TASK DETAILS:
Rewrite the records from the beginning up to and including the line with "xmin=285 ymin=305 xmax=334 ymax=320", putting "detect_objects" wherever "run_detection" appears and changing nothing else. Return only those lines.

EXTRACTED MATERIAL:
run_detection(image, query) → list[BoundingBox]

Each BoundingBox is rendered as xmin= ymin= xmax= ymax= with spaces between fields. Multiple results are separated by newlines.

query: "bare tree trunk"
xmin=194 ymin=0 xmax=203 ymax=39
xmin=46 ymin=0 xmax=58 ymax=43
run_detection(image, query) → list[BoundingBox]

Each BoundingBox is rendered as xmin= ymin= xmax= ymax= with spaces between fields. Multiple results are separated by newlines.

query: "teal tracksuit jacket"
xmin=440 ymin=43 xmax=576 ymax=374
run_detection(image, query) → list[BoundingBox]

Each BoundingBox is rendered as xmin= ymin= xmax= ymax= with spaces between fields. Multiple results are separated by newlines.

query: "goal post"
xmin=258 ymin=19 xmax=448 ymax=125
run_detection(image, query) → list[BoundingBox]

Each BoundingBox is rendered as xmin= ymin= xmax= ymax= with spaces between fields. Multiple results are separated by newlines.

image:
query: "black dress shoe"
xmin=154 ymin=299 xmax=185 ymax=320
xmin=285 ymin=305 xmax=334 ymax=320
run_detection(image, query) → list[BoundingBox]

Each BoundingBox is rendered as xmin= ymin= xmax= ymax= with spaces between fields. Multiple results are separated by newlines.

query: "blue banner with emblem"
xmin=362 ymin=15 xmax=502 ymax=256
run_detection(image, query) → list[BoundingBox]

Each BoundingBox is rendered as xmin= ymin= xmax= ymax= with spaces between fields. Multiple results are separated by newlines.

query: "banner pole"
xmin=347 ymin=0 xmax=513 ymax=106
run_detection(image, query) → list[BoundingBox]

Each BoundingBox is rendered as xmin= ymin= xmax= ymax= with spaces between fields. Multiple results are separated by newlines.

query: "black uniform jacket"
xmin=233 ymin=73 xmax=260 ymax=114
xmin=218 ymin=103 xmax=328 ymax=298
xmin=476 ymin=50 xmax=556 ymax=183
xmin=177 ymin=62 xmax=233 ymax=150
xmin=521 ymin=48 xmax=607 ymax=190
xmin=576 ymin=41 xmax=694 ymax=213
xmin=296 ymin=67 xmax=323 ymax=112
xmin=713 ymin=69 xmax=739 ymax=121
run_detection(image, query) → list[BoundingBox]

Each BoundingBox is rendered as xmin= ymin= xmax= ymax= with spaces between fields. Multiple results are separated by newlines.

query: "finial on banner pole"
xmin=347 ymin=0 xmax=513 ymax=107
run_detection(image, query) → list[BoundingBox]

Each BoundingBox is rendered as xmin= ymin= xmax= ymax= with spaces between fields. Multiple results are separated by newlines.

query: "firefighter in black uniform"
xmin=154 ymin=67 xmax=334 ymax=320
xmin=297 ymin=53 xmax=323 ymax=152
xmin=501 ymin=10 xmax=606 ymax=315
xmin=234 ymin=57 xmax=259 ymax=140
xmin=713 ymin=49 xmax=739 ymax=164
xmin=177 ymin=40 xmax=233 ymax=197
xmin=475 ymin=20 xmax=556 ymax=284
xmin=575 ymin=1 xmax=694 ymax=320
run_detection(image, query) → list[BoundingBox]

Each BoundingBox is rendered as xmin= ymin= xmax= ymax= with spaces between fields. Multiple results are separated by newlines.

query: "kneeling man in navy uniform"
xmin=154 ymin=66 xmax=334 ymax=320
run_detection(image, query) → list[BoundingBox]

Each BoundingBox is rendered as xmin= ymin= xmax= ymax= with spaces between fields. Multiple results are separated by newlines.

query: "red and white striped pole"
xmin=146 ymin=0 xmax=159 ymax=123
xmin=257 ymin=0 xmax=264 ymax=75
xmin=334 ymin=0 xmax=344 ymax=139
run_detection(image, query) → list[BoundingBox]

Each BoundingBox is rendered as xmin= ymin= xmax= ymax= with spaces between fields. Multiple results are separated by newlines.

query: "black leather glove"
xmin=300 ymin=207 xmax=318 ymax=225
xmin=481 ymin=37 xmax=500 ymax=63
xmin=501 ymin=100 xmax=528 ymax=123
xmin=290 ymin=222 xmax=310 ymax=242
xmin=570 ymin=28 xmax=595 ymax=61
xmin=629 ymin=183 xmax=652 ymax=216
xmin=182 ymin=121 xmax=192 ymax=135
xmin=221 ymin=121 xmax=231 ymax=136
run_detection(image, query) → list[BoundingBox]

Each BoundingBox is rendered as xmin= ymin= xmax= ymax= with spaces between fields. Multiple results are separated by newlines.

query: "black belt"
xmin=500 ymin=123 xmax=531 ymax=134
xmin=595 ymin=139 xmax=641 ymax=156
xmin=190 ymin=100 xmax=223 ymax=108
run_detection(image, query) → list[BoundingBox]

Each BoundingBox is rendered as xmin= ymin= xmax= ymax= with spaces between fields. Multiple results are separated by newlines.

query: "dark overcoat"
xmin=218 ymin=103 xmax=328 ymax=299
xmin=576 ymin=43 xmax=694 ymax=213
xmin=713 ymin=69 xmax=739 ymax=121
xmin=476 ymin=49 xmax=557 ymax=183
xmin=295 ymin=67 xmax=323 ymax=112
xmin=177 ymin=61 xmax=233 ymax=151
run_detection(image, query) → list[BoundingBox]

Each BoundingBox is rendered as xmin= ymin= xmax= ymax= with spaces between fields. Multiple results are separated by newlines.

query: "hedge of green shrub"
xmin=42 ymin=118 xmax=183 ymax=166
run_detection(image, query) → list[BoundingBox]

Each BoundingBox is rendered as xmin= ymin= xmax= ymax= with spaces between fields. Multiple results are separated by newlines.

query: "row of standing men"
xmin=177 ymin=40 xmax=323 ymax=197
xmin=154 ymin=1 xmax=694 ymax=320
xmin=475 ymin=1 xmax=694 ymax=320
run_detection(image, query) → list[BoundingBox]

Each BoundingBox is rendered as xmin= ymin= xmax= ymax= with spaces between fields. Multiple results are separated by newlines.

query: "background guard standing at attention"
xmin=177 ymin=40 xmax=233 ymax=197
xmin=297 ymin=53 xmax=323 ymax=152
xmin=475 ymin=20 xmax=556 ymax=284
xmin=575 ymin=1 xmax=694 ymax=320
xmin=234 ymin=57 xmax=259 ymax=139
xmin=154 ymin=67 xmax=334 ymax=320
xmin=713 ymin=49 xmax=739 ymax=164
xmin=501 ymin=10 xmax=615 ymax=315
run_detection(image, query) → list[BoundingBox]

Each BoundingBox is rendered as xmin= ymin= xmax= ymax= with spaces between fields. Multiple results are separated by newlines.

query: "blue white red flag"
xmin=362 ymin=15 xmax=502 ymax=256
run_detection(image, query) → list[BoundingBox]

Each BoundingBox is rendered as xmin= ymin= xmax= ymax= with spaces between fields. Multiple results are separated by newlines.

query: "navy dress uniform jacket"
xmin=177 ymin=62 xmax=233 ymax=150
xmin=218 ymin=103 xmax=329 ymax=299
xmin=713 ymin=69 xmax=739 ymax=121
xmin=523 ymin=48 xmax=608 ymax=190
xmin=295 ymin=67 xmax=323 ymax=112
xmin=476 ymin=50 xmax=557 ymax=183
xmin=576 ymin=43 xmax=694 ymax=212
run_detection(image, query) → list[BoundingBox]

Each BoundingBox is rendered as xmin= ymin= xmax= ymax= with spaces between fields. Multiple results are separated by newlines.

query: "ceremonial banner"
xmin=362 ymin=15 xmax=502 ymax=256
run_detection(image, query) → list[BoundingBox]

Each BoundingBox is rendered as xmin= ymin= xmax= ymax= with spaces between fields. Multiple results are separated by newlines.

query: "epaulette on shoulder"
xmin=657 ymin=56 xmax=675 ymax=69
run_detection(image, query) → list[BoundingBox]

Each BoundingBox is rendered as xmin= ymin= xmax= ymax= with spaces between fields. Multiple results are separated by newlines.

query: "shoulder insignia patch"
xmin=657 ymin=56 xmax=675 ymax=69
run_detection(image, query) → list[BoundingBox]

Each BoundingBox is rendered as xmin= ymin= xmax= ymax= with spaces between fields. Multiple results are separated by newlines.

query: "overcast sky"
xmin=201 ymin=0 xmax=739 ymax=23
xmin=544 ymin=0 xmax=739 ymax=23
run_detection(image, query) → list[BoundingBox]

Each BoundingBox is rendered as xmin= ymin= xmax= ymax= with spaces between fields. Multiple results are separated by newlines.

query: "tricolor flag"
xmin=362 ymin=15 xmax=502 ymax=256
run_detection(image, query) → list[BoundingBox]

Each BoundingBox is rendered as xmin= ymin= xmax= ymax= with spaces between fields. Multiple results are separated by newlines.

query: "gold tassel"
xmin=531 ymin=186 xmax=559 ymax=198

FINAL ANSWER:
detect_objects(image, query) → list[BoundingBox]

Each BoundingBox is rendered as xmin= ymin= xmax= ymax= with spaces between fields. Multiple results are separated by newlines.

query: "bare tree trunk"
xmin=194 ymin=0 xmax=203 ymax=39
xmin=46 ymin=0 xmax=58 ymax=43
detect_objects(image, query) → list[BoundingBox]

Each BoundingBox is rendered as xmin= ymin= xmax= ymax= with spaces between fields. Multiple results are separated by newlines.

query: "teal tracksuit jacket"
xmin=440 ymin=43 xmax=576 ymax=374
detect_objects(image, query) → list[BoundingBox]

Each BoundingBox is rendered as xmin= ymin= xmax= ymax= with spaces between fields. Multiple results are separated by newlines.

query: "goal post"
xmin=258 ymin=19 xmax=448 ymax=125
detect_objects(image, query) → list[BoundingBox]

Each BoundingBox is rendered as xmin= ymin= xmax= ymax= with spaces between fields. Multiple results are separated by newlines.

image:
query: "black dress shoe"
xmin=154 ymin=299 xmax=185 ymax=320
xmin=285 ymin=305 xmax=334 ymax=320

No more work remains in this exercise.